* [What the task asks] Only one span of the listing below should come back. It runs from the line with "Each <instance> block concerns" through the line with "26V17L69 38L23 79L30", and each of its lines must be reproduced exactly.

* [Records]

╭──

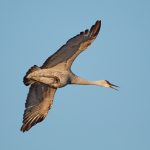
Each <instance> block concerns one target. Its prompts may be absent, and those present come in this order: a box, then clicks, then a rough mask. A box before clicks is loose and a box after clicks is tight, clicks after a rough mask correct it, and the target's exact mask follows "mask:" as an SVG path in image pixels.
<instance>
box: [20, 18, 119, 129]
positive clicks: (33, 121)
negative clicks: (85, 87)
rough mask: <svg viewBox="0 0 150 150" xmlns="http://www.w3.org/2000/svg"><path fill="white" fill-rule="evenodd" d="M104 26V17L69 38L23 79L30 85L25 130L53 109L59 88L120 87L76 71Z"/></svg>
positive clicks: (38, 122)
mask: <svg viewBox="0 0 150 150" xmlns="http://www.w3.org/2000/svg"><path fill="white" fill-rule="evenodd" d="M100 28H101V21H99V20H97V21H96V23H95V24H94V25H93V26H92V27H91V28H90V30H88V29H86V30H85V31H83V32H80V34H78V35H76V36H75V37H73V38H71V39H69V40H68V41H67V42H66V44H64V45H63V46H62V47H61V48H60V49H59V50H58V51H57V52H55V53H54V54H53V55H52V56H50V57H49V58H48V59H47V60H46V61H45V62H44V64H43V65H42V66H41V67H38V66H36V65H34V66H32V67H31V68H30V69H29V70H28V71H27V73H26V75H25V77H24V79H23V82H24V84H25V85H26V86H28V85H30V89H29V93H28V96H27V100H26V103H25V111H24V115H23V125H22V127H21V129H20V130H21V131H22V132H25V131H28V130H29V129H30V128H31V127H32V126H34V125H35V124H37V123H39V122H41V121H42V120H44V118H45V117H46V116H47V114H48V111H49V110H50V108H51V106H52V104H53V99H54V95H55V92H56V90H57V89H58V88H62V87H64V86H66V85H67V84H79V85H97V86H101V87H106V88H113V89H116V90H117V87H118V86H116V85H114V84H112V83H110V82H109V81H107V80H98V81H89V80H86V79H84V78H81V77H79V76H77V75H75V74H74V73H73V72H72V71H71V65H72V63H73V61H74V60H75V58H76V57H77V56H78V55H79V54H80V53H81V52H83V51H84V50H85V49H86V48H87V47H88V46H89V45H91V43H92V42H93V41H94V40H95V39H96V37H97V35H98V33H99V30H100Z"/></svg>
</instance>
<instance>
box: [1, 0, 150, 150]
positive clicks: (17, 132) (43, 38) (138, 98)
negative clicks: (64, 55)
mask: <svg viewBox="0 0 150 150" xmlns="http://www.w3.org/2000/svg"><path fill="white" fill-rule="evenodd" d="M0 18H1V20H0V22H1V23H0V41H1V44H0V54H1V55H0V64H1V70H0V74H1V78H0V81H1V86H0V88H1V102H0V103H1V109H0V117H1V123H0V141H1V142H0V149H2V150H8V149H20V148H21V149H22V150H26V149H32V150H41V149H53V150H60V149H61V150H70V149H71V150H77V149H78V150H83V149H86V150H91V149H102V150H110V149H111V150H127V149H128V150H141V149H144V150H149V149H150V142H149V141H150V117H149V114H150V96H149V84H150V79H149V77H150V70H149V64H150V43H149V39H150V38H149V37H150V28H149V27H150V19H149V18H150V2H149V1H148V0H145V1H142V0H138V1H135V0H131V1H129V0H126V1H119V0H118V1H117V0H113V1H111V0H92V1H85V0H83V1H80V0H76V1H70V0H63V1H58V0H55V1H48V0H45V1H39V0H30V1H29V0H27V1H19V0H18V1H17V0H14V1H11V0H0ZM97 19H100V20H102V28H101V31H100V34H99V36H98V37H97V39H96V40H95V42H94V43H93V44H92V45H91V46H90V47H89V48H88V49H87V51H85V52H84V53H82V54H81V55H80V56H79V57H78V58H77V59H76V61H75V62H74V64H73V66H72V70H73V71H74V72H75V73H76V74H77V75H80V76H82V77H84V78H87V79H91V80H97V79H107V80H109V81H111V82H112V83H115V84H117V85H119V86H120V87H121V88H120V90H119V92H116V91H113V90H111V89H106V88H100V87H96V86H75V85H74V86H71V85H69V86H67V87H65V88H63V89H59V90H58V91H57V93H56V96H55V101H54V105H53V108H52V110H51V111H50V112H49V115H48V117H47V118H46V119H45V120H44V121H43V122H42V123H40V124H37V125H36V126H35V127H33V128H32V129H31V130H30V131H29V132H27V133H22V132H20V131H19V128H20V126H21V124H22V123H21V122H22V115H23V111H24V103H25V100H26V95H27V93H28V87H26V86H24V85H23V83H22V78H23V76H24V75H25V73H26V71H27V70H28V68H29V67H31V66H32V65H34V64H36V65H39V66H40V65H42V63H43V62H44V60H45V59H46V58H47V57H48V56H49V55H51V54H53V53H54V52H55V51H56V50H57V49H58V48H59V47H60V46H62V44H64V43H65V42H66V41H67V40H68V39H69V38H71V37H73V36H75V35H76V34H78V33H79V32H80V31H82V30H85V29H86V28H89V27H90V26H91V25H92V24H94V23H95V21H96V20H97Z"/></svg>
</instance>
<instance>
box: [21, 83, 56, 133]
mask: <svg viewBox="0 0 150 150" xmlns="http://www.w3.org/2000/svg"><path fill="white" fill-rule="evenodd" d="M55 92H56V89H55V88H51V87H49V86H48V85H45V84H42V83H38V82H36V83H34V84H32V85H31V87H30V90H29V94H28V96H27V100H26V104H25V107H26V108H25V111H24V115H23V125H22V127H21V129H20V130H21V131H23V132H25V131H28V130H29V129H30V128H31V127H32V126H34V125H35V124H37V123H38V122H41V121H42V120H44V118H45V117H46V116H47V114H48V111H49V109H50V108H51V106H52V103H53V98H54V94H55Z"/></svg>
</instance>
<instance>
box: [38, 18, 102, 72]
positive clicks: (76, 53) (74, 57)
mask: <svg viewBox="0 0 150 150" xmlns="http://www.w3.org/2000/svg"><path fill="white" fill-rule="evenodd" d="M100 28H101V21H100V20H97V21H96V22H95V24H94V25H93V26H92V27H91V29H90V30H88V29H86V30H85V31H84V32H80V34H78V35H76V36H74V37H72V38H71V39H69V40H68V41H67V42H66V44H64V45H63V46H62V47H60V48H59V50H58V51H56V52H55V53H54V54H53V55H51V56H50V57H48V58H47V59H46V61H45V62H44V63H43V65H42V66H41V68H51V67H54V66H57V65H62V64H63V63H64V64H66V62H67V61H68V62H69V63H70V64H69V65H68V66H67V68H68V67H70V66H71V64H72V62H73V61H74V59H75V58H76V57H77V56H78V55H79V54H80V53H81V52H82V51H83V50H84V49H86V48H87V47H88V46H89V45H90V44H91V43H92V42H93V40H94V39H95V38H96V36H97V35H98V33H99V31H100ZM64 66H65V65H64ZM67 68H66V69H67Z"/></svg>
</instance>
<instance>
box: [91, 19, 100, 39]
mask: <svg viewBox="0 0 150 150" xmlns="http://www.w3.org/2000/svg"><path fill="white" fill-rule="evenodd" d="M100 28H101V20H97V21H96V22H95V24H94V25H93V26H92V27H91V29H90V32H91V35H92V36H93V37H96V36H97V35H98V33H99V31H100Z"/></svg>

╰──
╭──

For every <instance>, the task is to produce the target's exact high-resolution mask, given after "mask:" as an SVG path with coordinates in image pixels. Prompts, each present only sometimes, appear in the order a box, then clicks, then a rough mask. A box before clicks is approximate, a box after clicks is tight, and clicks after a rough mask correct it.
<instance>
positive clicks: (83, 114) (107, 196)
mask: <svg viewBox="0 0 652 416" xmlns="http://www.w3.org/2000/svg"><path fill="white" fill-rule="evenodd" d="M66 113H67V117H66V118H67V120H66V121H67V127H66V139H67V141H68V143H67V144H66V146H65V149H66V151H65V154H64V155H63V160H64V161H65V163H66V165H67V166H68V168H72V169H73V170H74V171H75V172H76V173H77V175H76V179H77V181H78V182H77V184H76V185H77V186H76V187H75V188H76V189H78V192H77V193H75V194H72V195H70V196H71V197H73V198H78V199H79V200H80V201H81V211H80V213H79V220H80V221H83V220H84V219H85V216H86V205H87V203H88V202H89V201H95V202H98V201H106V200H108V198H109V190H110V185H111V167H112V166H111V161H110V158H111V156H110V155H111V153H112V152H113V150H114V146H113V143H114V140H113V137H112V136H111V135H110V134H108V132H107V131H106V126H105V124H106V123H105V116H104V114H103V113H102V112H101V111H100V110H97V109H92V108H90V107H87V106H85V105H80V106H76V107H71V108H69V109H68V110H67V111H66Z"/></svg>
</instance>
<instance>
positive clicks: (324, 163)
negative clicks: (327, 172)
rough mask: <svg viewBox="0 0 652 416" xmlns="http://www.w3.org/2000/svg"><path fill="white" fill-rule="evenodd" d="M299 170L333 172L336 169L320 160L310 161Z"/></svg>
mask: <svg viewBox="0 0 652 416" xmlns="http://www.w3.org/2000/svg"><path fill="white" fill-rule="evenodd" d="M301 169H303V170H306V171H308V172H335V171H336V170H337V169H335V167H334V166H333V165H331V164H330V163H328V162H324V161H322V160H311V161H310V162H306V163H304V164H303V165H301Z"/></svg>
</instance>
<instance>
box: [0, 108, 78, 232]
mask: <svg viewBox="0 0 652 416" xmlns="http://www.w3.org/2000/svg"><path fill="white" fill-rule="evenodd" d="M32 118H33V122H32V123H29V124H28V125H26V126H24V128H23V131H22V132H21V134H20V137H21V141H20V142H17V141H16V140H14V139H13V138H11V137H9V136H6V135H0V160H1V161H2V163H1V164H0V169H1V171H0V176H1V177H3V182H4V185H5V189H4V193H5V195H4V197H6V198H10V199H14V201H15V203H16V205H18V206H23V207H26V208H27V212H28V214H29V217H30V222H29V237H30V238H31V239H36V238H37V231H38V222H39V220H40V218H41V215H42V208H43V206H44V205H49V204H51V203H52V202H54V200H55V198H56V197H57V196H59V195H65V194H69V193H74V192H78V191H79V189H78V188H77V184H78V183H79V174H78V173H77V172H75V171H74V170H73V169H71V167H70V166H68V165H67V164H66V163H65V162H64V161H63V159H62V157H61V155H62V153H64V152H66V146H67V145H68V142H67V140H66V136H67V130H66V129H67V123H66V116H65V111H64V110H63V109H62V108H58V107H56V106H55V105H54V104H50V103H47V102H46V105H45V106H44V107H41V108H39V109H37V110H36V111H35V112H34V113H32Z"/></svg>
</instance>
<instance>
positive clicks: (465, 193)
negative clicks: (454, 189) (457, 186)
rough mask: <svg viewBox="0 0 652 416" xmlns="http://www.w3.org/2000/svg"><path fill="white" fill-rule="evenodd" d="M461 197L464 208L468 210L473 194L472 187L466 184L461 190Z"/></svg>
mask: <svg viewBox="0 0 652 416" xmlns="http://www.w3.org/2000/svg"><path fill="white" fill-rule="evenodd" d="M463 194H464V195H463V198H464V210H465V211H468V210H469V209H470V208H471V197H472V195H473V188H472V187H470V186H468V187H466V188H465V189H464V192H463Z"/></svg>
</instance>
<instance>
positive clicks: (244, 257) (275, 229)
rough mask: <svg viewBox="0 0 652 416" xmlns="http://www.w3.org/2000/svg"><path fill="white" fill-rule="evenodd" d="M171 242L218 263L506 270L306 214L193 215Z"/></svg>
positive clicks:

╰──
╭──

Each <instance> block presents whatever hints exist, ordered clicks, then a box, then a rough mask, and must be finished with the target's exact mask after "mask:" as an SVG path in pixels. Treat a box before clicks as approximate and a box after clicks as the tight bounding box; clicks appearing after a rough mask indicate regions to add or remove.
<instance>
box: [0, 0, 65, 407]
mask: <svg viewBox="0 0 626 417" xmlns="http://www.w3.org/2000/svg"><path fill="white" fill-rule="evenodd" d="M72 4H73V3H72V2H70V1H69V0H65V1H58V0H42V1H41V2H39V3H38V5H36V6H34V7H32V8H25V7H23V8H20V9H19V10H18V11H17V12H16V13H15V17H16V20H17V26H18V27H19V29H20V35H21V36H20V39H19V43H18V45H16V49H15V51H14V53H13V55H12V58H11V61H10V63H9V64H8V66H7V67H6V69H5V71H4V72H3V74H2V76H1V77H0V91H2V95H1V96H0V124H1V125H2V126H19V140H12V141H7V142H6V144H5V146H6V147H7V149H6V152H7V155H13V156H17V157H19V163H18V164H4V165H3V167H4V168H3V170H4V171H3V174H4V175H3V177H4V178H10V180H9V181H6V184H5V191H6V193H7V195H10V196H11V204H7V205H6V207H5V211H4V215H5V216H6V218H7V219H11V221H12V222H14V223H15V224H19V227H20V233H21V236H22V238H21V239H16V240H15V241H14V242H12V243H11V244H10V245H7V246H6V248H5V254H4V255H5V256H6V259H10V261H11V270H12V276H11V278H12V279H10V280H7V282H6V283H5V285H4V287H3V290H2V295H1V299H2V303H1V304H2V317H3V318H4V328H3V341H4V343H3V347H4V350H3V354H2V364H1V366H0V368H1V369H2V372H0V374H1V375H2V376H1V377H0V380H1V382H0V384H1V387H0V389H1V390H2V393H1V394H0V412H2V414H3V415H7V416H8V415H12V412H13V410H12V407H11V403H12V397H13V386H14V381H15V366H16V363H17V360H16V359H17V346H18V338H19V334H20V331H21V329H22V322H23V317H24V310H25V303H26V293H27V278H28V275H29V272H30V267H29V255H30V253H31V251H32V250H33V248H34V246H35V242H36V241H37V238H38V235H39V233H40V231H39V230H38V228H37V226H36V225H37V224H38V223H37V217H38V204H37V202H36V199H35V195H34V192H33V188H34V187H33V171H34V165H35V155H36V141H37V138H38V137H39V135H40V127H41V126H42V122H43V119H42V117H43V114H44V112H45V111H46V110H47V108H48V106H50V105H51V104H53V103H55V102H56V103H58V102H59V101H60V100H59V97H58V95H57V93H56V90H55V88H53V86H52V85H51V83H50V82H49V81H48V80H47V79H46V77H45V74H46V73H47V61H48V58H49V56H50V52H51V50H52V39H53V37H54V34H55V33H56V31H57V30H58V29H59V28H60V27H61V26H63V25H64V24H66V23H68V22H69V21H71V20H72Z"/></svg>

╰──

* [Final answer]
Each <instance> block concerns one target. Its prompts may be absent, and those present come in this order: a box, then clicks, then a rough mask. A box before clicks is loose and a box after clicks is tight, clicks after a rough mask correct it, and the target's exact mask follows "mask:" as an SVG path in image pixels.
<instance>
box: [20, 18, 119, 129]
positive clicks: (33, 121)
negative clicks: (85, 87)
rough mask: <svg viewBox="0 0 150 150" xmlns="http://www.w3.org/2000/svg"><path fill="white" fill-rule="evenodd" d="M104 26V17L69 38L23 79L30 85L25 130L53 109L59 88L120 87L76 71Z"/></svg>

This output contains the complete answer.